» **PROBLEM 1**
Name each member of Clifford that the review of the band's single "White Hat" mentions, along with the instrument or role it gives for each.
» **PROBLEM 2**
In the review of Clifford's single "White Hat," write out everything from "By Brendan Wright" down to "abrasive ear candy.".

» **PAGE TEXT**
+ + + +
By Brendan Wright
Boston-based rock outfit Clifford – or Clifford the Band as they are better known on social media – are breaking into the local scene with their eclectic mix of midwestern folk, mathy licks, and abrasive ear candy.
Formed by guitarist and vocalist Miles Chandler, bassist Paul Goldfinger, and drummer Ben Curell, the group began writing and performing with each other while they attended Skidmore College in Saratoga, NY, before Chandler and Currell moved operations to the Boston area last summer. After releasing their debut EP, Eggshells, in early 2020, the trio quickly began working on their next project, only to be interrupted by the inevitable events of the pandemic. Despite Goldfinger residing over two hundred miles away in Brooklyn, NY, the trio avidly continued to work remotely and socially distanced, never truly losing sight of their creative vision until their long-awaited debut LP’s completion. Last week, listeners were finally blessed with, “White Hat,” the first of several singles off the upcoming album of the same name that unleashes 16 months of the repressed live energy that the band had been building since before the Eggshells era.
From the track’s onset, Chandler demonstrates an impressive ability to convey introspective and thoughtful material, raspily cantillating, “Self immolation is a hard crutch to lean on when you're waiting for pity to put out the flames.” This painstaking and alliterative comment on self-deprecating behavior poetically paddles off of Curell’s technical chops, corroborating undeniable attention to detail. Such efforts might render some modern rock groups sterile, sacrificing abraded energy for precision, however Clifford manages to embrace the abrasive and raw elements in a way that pushes them forward.
Some success to this sound can be attributed to bassist Goldfinger, a jazz cat in his own right who has traded his bombastic improvisational skills for a slightly reserved style of performance. Goldfinger acts as the spinal base for what would otherwise be a track too unhinged for its own right. As a result, Clifford stays tight and collected, all with the fervor of absolute mad men.
If I were to make a comparison, “White Hat” sounds like a young Bob Dylan stomped on a fuzz box, and recited a hardcore slam poem with Pile as his backing band. Ultimately, it compiles the noise of a liberal arts degree marinating in Allston's ratty basements, and the future of Boston’s alt fringe scene.
+ + + +
» **SOURCE INFORMATION**
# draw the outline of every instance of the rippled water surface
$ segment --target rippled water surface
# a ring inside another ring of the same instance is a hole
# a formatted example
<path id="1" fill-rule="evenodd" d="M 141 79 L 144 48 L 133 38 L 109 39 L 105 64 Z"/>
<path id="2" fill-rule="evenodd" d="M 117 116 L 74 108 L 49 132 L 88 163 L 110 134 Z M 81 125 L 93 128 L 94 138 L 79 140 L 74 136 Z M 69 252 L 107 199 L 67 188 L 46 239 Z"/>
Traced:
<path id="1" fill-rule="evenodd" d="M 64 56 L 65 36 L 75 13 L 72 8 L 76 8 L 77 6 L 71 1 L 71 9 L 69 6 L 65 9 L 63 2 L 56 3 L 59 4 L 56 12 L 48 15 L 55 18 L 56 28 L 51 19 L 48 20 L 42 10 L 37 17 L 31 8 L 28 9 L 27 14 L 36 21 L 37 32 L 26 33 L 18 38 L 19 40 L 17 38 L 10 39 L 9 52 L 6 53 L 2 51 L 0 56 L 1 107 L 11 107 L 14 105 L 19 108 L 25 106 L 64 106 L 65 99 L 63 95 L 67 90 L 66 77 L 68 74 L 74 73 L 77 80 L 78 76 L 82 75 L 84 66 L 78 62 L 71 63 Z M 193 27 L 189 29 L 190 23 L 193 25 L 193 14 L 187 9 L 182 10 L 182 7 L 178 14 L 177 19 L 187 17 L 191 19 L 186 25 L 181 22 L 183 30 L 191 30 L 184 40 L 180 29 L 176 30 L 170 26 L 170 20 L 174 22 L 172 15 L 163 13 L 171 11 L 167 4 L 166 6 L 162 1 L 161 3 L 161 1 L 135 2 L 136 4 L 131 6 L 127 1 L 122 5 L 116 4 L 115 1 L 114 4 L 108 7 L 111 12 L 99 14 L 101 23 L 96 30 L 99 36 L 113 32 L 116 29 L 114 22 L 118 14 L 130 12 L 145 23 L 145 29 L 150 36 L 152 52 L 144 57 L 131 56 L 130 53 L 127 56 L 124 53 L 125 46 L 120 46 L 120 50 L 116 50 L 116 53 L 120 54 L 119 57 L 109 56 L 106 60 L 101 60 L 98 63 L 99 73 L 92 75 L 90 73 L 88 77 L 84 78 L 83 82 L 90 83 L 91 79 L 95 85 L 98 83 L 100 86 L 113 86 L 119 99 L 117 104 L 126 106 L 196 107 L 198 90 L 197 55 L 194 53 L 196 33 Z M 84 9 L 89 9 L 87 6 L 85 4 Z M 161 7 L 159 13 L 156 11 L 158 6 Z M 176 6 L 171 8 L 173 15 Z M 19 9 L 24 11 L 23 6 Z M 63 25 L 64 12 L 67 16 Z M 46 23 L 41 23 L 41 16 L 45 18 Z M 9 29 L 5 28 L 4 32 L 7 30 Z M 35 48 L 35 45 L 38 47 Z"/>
+ + + +
» **EXERCISE RESPONSE 1**
- Miles Chandler: guitarist and vocalist
- Paul Goldfinger: bassist
- Ben Curell: drummer

» **EXERCISE RESPONSE 2**
By Brendan Wright
Boston-based rock outfit Clifford – or Clifford the Band as they are better known on social media – are breaking into the local scene with their eclectic mix of midwestern folk, mathy licks, and abrasive ear candy.